> **VORLIEGENDER TEXT**

Airbrush für Modellbahner: Teil 5 – Schritt für Schritt zum alten Wagen

Nun brauchen wir eigentlich nur noch ein Opfer. Der Roco Wagen mit dem kleinen Kessel ist ein schon etwas betagtes Modell, das in verschiedenen Versionen erhältlich war. Das qualifiziert ihn in jedem Fall als Testobjekt!

Tatsächlich sind die Varianten mit Mineralöl eher unwahrscheinlich, das Vorbild dürfte ein 22m³ Chemiekesselwagen gewesen sein. Ein Bild davon findet sich in der ersten Ausgabe der „Faszination Spur N“ auf Seite 68 in der Marktübersicht über die zweiachsigen Kesselwagen von Andreas Bauer-Portner. Das Foto ist auch die Vorlage für die nachfolgenden Schritte, wenngleich auch mit einer kleinen Abwandlung.

Bild 1: Wagen zerlegen

Der Wagen lässt sich relativ leicht zerlegen. Die Bühne ist gesteckt und lässt sich mit etwas Gefühl abhebeln. Die Aufstiegsleiter ist an der Bühne und seitlich am Wagen eingesteckt. Der Kessel besteht aus zwei Teilen, die für die weitere Behandlung am Stück bleiben können. Bei der Gelegenheit kann man auch noch die Abdeckungen der Kupplungen kürzen, damit diese nicht so auftragen. Eigentlich halten sie auch ohne umknicken, ansonsten hilft etwas Sekundenkleber.

Bild 2: Das neue Geländer

Von FKS Modellbau stammen die neuen Geländer. Der Bausatz wird nach Plan zusammengelötet. Eine kleine Modifikation betrifft das innere Geländer, das beim Vorbild etwas zierlicher ist: die Stege werden bis auf die oberste Sprosse entfernt und diese nach vorn hochgebogen (siehe Bild 12 weiter unten). Zusätzlich erhält der Wagen noch neue Hochleistungspuffer von der Drehbank. Und die obligatorischen Rangiergriffe dürfen natürlich nicht fehlen.

> **AUFGABE 1**
Überführe in den Einträgen unten alles von der Zeile mit „Would you mind annotating the blue baseball“ bis zum Ende der Einträge in eine JSON-Liste von Zeichenketten, eine pro Zeile und ohne Leerzeilen.
Die Einträge unten haben mit dem Text nichts zu tun.

Zeilen aus einem Datensatz:
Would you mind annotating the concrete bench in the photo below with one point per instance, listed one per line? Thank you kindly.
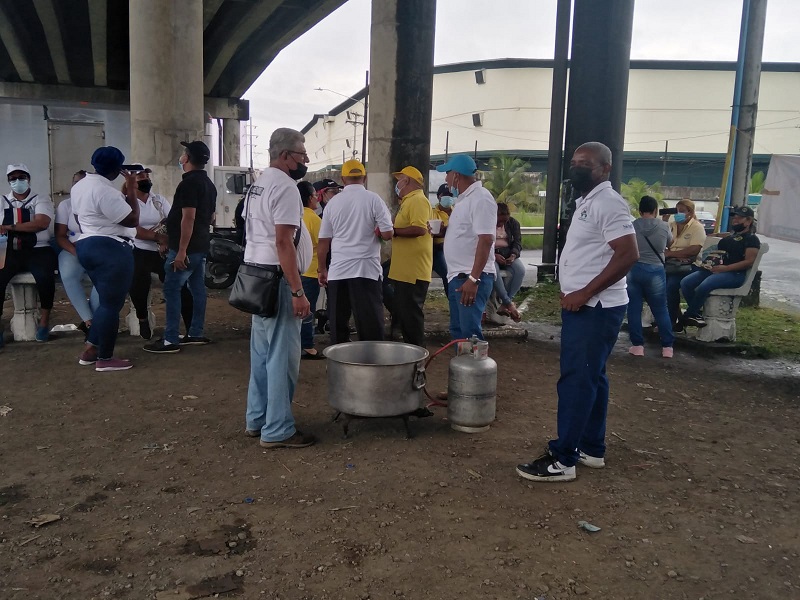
(26, 307)
(493, 304)
(720, 308)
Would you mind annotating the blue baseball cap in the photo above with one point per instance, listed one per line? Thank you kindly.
(460, 163)
(107, 160)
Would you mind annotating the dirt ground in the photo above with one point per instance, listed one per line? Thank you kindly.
(160, 495)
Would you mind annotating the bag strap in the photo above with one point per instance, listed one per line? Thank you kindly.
(649, 243)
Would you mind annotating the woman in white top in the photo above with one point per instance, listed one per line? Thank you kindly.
(104, 217)
(69, 268)
(149, 249)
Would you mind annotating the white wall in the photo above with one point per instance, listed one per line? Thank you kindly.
(24, 135)
(691, 109)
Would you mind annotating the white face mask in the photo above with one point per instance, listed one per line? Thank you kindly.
(20, 186)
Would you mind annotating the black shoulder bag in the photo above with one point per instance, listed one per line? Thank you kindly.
(257, 286)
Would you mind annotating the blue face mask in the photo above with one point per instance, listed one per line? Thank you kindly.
(20, 186)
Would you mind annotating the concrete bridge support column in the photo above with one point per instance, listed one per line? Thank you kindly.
(166, 48)
(231, 142)
(400, 90)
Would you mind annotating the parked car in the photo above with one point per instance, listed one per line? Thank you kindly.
(708, 220)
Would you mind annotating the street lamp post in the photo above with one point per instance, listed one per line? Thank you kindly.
(355, 120)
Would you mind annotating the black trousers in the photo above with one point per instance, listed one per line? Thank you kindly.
(145, 263)
(409, 298)
(41, 263)
(361, 297)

> **AUFGABE 2**
Von welchem Hersteller stammen laut dem Text über den alten Kesselwagen die neuen Geländer?

> **ERGEBNIS 1**
[
  "Would you mind annotating the blue baseball cap in the photo above with one point per instance, listed one per line? Thank you kindly.",
  "(460, 163)",
  "(107, 160)",
  "Would you mind annotating the dirt ground in the photo above with one point per instance, listed one per line? Thank you kindly.",
  "(160, 495)",
  "Would you mind annotating the bag strap in the photo above with one point per instance, listed one per line? Thank you kindly.",
  "(649, 243)",
  "Would you mind annotating the woman in white top in the photo above with one point per instance, listed one per line? Thank you kindly.",
  "(104, 217)",
  "(69, 268)",
  "(149, 249)",
  "Would you mind annotating the white wall in the photo above with one point per instance, listed one per line? Thank you kindly.",
  "(24, 135)",
  "(691, 109)",
  "Would you mind annotating the white face mask in the photo above with one point per instance, listed one per line? Thank you kindly.",
  "(20, 186)",
  "Would you mind annotating the black shoulder bag in the photo above with one point per instance, listed one per line? Thank you kindly.",
  "(257, 286)",
  "Would you mind annotating the blue face mask in the photo above with one point per instance, listed one per line? Thank you kindly.",
  "(20, 186)",
  "Would you mind annotating the concrete bridge support column in the photo above with one point per instance, listed one per line? Thank you kindly.",
  "(166, 48)",
  "(231, 142)",
  "(400, 90)",
  "Would you mind annotating the parked car in the photo above with one point per instance, listed one per line? Thank you kindly.",
  "(708, 220)",
  "Would you mind annotating the street lamp post in the photo above with one point per instance, listed one per line? Thank you kindly.",
  "(355, 120)",
  "Would you mind annotating the black trousers in the photo above with one point per instance, listed one per line? Thank you kindly.",
  "(145, 263)",
  "(409, 298)",
  "(41, 263)",
  "(361, 297)"
]

> **ERGEBNIS 2**
Von FKS Modellbau.